* **Selected passage**
start

Nvidia driver broken somehow

Ubuntu Version:
25.10

Desktop Environment (if applicable):
KDE Plasma

Problem Description:
I booted my machine today, and saw a new error message before the KDE login screen displayed.

[FAILED] failed to start nvidia-cdi-refresh.resh NVIDIA CDI specification file.

My system uses two monitors, and after this boot only the second monitor is working. I checked in KDE settings → Display settings, but only one monitor showed up. I checked on my Nvidia driver with nvidia-smi and got this output.

NVIDIA-SMI has failed because it couldn't communicate with the NVIDIA driver. Make sure that the latest NVIDIA
driver is installed and running.

I checked in the “additional drivers” tab of the driver manager tool to check on what Nvidia driver was enabled. I thought maybe it had been updated, or maybe I could roll back to a previous one if so. All the Nvidia driver options listed in this tab are grayed out, and at the bottom of the list is the selected option “Continue using a manually installed driver.”

I definitely didn’t manually configure a different driver. I was last on 590.48.01 I think.

I also tried sudo apt upgrade and got this output, but I’m not sure what it means.

Not upgrading yet due to phasing:
python3-distupgrade ubuntu-release-upgrader-core ubuntu-release-upgrader-qt

Not upgrading:
libnvidia-cfg1-590 libnvidia-encode-590:i386 nvidia-compute-utils-590
libnvidia-common-590 libnvidia-extra-590 nvidia-dkms-590-open
libnvidia-compute-590 libnvidia-fbc1-590 nvidia-driver-590-open
libnvidia-compute-590:i386 libnvidia-fbc1-590:i386 nvidia-kernel-common-590
libnvidia-decode-590 libnvidia-gl-590 nvidia-kernel-source-590-open
libnvidia-decode-590:i386 libnvidia-gl-590:i386 nvidia-utils-590
libnvidia-encode-590 linux-modules-nvidia-590-open-generic xserver-xorg-video-nvidia-590

Summary:
Upgrading: 0, Installing: 0, Removing: 0, Not Upgrading: 24

Notice: Some packages may have been kept back due to phasing.

end

* **Raw records**
start

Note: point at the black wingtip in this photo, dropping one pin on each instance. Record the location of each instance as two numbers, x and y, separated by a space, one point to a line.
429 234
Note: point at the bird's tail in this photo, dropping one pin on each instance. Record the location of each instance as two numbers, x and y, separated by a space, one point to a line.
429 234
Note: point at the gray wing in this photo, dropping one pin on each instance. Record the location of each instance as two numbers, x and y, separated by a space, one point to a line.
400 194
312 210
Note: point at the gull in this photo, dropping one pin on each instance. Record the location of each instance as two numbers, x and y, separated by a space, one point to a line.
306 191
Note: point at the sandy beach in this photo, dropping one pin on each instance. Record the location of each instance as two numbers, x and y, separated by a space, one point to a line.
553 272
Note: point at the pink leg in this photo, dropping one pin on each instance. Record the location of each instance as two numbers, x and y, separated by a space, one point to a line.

end

* **Jobs**
**A)** Translate this sentence from the Nvidia driver post into Spanish: "I definitely didn’t manually configure a different driver."
**B)** Summarize the Nvidia driver post in two sentences.
**C)** Continue the post about the broken Nvidia driver from the point where it stops.

* **Answers to the exercise**
**A)** Definitivamente no configuré manualmente un controlador diferente.

**B)** After booting, the writer saw a new error message before the KDE login screen, found that only the second of two monitors was working, and got an nvidia-smi message saying it couldn't communicate with the NVIDIA driver. In the driver manager all Nvidia driver options were grayed out with "Continue using a manually installed driver" selected, and sudo apt upgrade reported 24 packages not upgraded, many of them Nvidia 590 packages.

**C)**
Relevant System Information:
I have an Nvidia RTX 4070 GPU, and use two of the four displayport outputs to drive two 1440p monitors.

1 Like

“Not upgrading due to phasing” shouldn’t concern you, but those libnvidia-* packages are not being upgraded for some other reason:

apt policy '?installed ?name(^libnvidia)'

The update to the 590 nvidia driver was supposed to upgrade to 595.

However, as the bug report linked below details, the i386 builds of the nvidia libraries like libnvidia-decode-595:i386 did not get built for releases older than resolute. So now 590 libraries like libnvidia-decode-590:i386 depend on non-existent 595 packages (libnvidia-decode-595:i386) which causes apt to bail on the update.

No i386 Builds in package (Noble Numbat)

Your solution is to either uninstall the i386 versions of the nvidia packages and then proceed to upgrade to the 595 :amd64 nvidia driver packages, or completely remove the 590 nvidia packages and switch to the 580 version which is a LTS branch and supported for longer.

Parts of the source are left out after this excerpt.